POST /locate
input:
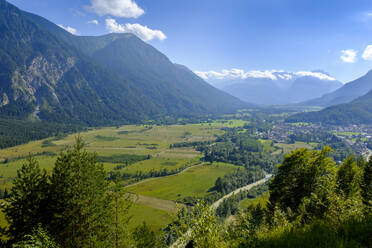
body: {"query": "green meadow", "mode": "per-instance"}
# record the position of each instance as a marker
(195, 182)
(132, 149)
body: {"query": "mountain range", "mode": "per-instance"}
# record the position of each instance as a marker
(274, 87)
(354, 109)
(49, 74)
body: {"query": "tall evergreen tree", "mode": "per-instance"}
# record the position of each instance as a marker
(79, 199)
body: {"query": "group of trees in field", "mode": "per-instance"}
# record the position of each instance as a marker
(312, 203)
(15, 132)
(322, 138)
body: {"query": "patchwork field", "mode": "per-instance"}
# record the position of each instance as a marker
(195, 181)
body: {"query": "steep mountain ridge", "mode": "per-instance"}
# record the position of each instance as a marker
(346, 93)
(47, 73)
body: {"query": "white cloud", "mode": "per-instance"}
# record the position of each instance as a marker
(367, 54)
(235, 74)
(319, 75)
(269, 74)
(93, 22)
(117, 8)
(69, 29)
(142, 32)
(348, 55)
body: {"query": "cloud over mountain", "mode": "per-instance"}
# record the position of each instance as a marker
(142, 32)
(68, 29)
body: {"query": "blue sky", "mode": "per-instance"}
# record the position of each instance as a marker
(213, 35)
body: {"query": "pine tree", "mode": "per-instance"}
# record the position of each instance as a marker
(121, 202)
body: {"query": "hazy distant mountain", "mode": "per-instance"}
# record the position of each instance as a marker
(273, 87)
(346, 93)
(47, 73)
(359, 111)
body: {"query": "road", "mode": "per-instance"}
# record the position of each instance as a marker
(180, 242)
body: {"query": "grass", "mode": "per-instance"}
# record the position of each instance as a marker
(262, 199)
(194, 182)
(112, 144)
(347, 133)
(268, 145)
(287, 148)
(300, 124)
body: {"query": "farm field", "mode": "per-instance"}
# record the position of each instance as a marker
(108, 142)
(195, 182)
(287, 148)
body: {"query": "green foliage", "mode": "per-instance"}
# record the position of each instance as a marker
(79, 198)
(125, 159)
(300, 176)
(349, 177)
(144, 237)
(240, 149)
(120, 204)
(38, 239)
(367, 185)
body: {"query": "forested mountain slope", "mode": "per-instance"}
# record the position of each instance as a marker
(346, 93)
(49, 74)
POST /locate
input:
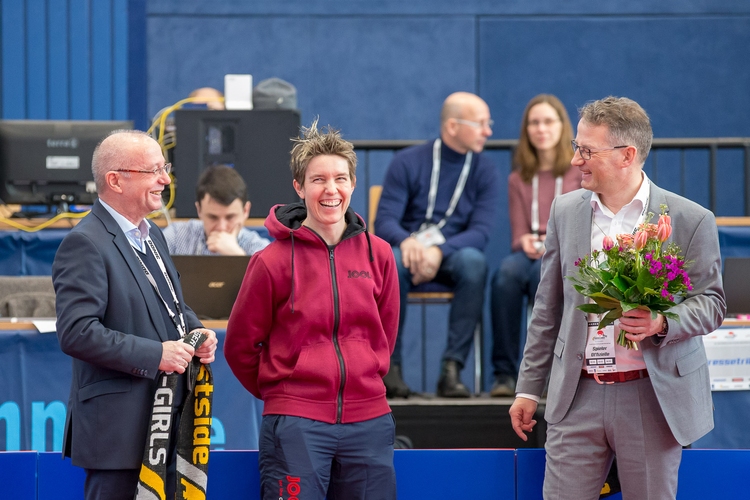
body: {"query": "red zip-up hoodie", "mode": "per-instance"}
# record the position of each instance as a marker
(313, 326)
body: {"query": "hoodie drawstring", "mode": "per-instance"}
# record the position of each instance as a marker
(291, 233)
(369, 244)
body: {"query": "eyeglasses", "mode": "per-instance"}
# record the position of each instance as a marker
(485, 124)
(157, 171)
(587, 152)
(547, 123)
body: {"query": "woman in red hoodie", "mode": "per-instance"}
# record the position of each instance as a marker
(311, 334)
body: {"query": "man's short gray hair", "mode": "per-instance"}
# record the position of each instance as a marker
(627, 121)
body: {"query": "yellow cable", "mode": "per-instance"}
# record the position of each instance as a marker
(47, 223)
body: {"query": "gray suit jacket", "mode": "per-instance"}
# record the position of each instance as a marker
(109, 321)
(677, 366)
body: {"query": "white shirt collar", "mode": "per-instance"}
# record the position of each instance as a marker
(136, 235)
(641, 197)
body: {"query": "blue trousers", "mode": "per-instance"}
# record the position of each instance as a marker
(465, 271)
(312, 460)
(518, 277)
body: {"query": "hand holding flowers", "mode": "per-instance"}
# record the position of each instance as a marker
(637, 272)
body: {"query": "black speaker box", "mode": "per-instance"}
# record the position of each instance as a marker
(257, 143)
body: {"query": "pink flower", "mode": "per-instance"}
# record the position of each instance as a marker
(625, 240)
(641, 238)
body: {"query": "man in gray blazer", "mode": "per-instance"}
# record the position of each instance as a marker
(659, 399)
(112, 321)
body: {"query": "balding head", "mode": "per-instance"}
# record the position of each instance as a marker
(465, 122)
(119, 150)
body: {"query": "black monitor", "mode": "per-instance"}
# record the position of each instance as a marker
(48, 162)
(257, 143)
-=-=-=-=-
### EXERCISE PROMPT:
Return all lines of the data in which the string "mountain" appears.

### FINISHED EXERCISE:
body: {"query": "mountain range", "mode": "per-instance"}
body: {"query": "steep mountain ridge", "mode": "per-instance"}
body: {"query": "cloud over mountain", "mode": "per-instance"}
body: {"query": "hazy distant mountain", "mode": "per-instance"}
body: {"query": "forested mountain slope", "mode": "per-instance"}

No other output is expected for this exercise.